SET TASKS:
**A.** In the essay on del Toro and his monsters, whom does del Toro call his Messiah?
**B.** Resume the essay on del Toro and his monsters after its final sentence and carry the argument forward.

Any time we reduce man to material, we will end up in evil. Victor states, “In seeking life, I created death.” Instead of seeking life Himself, he created a monster. However, del Toro does not think of monsters as most do.

A MARCIONITE DIVINE HIDDENESS

Del Toro connects more with monsters than with Jesus. He says, “monsters are my religion… my grandma has Jesus. I have Boris Karloff. He was my Messiah.”7 He also thinks of monsters as patron saints and sees Frankenstein as Christ. One only has to look at the striking imagery of the monster being crucified:

However, under this framework, he conjures a Marcionite-like heresy where Victor is a careless and angry creator who gave no thought to what would come after his creation and the creature is Christ whom comes with love and salvation. It seems that the creator is the one who needs forgiveness, not creation. It seems that it seems as though it is the creator’s fault for the suffering we experience and not creation’s rejection of their creator. The creator abandons his creation and his creation yells “VICTOOOOOOOOOR!” The chasm we see between the divine and us is a true reality, but it is not the creator’s fault.

Victor as a child prayed to the archangel Michael as he bowed to a comforting statue of him. However, a bloody, dark angel visits him to inspire his journey of overcoming death. Victor should not be thought of as a God who abandons His creation, rather he should be pictured as Adam and Eve who listened to the dark serpent that told them they won’t die. Victor is us humans who miss the mark in the plethora of ways we try to achieve life.

GIVEN INFORMATION:

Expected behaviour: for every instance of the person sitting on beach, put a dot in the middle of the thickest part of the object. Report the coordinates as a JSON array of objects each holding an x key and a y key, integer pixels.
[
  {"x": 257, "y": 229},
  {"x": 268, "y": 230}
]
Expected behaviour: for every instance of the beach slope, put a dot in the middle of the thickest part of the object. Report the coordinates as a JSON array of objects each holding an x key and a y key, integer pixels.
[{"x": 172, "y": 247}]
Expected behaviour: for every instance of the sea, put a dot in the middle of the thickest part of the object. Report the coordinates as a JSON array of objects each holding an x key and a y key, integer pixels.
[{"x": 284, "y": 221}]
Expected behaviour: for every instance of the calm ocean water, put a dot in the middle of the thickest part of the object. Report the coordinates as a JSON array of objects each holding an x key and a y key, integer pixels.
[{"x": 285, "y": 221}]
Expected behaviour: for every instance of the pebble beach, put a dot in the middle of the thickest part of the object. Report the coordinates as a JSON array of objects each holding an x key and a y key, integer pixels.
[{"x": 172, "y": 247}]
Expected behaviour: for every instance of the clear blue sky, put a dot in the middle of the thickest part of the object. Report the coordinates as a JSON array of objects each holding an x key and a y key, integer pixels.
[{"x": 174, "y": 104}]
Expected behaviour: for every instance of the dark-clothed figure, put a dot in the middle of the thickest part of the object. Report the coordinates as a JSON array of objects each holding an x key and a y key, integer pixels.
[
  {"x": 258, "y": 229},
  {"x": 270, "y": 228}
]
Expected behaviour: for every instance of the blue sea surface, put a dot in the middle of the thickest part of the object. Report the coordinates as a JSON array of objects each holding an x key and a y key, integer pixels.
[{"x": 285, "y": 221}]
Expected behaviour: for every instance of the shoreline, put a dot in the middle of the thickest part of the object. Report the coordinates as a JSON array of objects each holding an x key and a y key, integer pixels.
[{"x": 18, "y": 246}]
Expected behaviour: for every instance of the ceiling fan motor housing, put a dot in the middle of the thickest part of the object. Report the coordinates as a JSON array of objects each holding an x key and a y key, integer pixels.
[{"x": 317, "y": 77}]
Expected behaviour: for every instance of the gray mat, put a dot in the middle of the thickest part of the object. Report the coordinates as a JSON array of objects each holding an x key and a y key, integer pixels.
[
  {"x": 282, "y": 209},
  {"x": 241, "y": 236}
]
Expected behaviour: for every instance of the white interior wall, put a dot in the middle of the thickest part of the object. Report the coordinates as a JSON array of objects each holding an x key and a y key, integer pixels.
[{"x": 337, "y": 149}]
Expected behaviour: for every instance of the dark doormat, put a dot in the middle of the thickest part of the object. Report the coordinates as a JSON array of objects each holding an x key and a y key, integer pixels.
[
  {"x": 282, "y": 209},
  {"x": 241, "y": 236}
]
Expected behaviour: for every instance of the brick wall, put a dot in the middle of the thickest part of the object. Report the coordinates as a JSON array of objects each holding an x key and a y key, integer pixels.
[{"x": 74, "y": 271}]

FINAL RESULTS:
**A.** Boris Karloff

**B.**
In the Christian story, it is the Father who had a plan all along to reconcile His creation back to Himself, the plan that the seed of the women would crush the head of the snake (Gen. 3:15). And even del Toro seems to maybe hint at this plan near the end of his film.

FORGIVENESS

Del Toro, a lapsed catholic, cannot rid himself of the Christian ideal of forgiveness. While he may paint God as a negligent creator, the message of forgiveness, that is so central to the Christian faith, is the story’s message as Victor ends saying:

“Forgive me. My son. And if you have it in your heart, forgive yourself into existence. If death is not to be, then consider this, my son. While you are alive, what recourse do you have but to live? Live. Say my name. My father gave me that name, and it meant nothing. Now I ask you to give it back to me… one last time. The way you said it at the beginning. When it meant the world to you.”

The creature responds, “Victor. I forgive you. Rest now, Father. Perhaps now, we can both be human.”

We must forgive ourselves into being. If we do not forgive each other and ourselves, we cannot have life. The Psalmist writes:

When I kept silent about my sin, my body wasted away
Through my groaning all day long.
For day and night Your hand was heavy upon me;
My vitality was drained away as with the fever heat of summer. Selah.
I acknowledged my sin to You,
And my iniquity I did not hide;
I said, “I will confess my transgressions to the Lord”;
And You forgave the [f]guilt of my sin. Selah.
Therefore, let everyone who is godly pray to You in a time when You may be found;
Surely in a flood of great waters, they will not reach him.
You are my hiding place; You preserve me from trouble;
You surround me with [h]songs of deliverance. Selah (Ps. 32:3-7).

If the creature does not forgive, he will waste away along the bitter, groanful road of unforgiveness that leads only to sheol, the realm of the dead. However, once the creature forgives, he is able to look upon the sun, which, as Victor said, is life. May we, through these stories that shadow the real story, realize the forgiveness we have in Christ as His light preserves, delivers, and gives life to all those brave enough to look upon the Son.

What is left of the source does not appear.